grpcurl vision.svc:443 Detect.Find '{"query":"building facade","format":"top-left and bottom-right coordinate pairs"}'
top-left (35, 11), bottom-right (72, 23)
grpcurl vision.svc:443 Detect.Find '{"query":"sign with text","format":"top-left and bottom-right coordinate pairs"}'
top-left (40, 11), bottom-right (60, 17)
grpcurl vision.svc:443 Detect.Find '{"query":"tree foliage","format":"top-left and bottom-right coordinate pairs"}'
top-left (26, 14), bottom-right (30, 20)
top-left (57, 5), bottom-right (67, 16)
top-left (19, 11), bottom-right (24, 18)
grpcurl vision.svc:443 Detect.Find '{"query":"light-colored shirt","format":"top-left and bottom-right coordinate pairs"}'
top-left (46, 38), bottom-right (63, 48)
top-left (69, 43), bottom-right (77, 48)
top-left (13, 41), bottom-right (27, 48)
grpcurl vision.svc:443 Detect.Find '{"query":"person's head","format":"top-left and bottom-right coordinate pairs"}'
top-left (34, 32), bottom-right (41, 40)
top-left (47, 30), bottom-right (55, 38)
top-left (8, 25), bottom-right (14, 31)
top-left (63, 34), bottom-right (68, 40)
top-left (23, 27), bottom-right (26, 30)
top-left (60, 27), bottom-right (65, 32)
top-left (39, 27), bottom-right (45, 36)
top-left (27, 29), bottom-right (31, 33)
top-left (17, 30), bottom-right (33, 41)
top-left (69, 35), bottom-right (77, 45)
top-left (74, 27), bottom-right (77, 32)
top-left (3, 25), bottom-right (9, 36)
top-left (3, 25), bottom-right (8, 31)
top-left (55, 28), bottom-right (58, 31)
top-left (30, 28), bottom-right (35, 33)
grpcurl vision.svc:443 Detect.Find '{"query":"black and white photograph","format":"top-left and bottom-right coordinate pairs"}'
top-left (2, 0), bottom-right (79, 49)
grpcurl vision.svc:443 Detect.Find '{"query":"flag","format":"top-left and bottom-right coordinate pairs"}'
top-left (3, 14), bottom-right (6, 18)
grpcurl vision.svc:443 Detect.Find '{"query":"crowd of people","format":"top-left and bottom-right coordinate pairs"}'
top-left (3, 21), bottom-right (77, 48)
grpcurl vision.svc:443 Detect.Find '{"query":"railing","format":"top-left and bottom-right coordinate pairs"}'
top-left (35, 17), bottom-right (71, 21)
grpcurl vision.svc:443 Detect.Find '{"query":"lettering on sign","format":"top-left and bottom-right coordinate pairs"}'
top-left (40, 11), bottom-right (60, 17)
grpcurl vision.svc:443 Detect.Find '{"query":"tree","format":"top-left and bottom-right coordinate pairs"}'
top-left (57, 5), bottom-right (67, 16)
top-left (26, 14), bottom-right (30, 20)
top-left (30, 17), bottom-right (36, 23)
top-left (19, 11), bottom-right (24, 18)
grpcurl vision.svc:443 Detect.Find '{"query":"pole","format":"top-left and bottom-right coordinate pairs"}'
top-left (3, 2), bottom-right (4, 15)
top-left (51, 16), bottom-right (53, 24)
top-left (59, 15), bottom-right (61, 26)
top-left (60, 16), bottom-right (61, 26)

*WHAT TO PRODUCE*.
Your answer must be the records above, repeated exactly.

*OUTPUT OF THE TASK*.
grpcurl vision.svc:443 Detect.Find '{"query":"building facade","format":"top-left and bottom-right coordinate pairs"}'
top-left (35, 11), bottom-right (72, 23)
grpcurl vision.svc:443 Detect.Find '{"query":"sign with text","format":"top-left and bottom-right coordinate pairs"}'
top-left (40, 11), bottom-right (60, 17)
grpcurl vision.svc:443 Detect.Find '{"query":"tree foliage","format":"top-left and bottom-right coordinate pairs"}'
top-left (26, 14), bottom-right (30, 20)
top-left (57, 5), bottom-right (67, 16)
top-left (19, 11), bottom-right (24, 18)
grpcurl vision.svc:443 Detect.Find '{"query":"light-colored shirt","format":"top-left and bottom-right coordinate pairs"}'
top-left (46, 38), bottom-right (63, 48)
top-left (69, 43), bottom-right (77, 48)
top-left (13, 41), bottom-right (27, 48)
grpcurl vision.svc:443 Detect.Find '{"query":"person's head","format":"top-left and bottom-right coordinate pairs"}'
top-left (34, 32), bottom-right (41, 40)
top-left (47, 30), bottom-right (55, 38)
top-left (8, 25), bottom-right (14, 31)
top-left (63, 34), bottom-right (68, 40)
top-left (23, 27), bottom-right (26, 30)
top-left (60, 27), bottom-right (65, 32)
top-left (39, 27), bottom-right (45, 36)
top-left (27, 29), bottom-right (31, 33)
top-left (17, 30), bottom-right (33, 41)
top-left (69, 35), bottom-right (77, 45)
top-left (74, 27), bottom-right (77, 32)
top-left (3, 25), bottom-right (9, 36)
top-left (3, 25), bottom-right (8, 31)
top-left (55, 28), bottom-right (58, 31)
top-left (30, 28), bottom-right (35, 33)
grpcurl vision.svc:443 Detect.Find '{"query":"black and white photograph","format":"top-left and bottom-right coordinate pairs"}'
top-left (2, 0), bottom-right (79, 49)
grpcurl vision.svc:443 Detect.Find '{"query":"flag","format":"top-left and bottom-right coordinate pairs"}'
top-left (3, 14), bottom-right (6, 18)
grpcurl vision.svc:443 Detect.Find '{"query":"crowd of people","format":"top-left and bottom-right coordinate pairs"}'
top-left (3, 21), bottom-right (77, 48)
grpcurl vision.svc:443 Detect.Find '{"query":"railing","format":"top-left and bottom-right coordinate pairs"}'
top-left (35, 17), bottom-right (71, 21)
grpcurl vision.svc:443 Detect.Find '{"query":"lettering on sign","format":"top-left and bottom-right coordinate pairs"}'
top-left (40, 11), bottom-right (60, 17)
grpcurl vision.svc:443 Detect.Find '{"query":"tree","format":"top-left and bottom-right coordinate pairs"}'
top-left (57, 5), bottom-right (67, 16)
top-left (26, 14), bottom-right (30, 20)
top-left (30, 17), bottom-right (36, 23)
top-left (19, 11), bottom-right (24, 18)
grpcurl vision.svc:443 Detect.Find '{"query":"pole","format":"top-left and bottom-right coordinate pairs"}'
top-left (3, 2), bottom-right (4, 15)
top-left (51, 16), bottom-right (53, 24)
top-left (59, 15), bottom-right (61, 26)
top-left (60, 16), bottom-right (61, 26)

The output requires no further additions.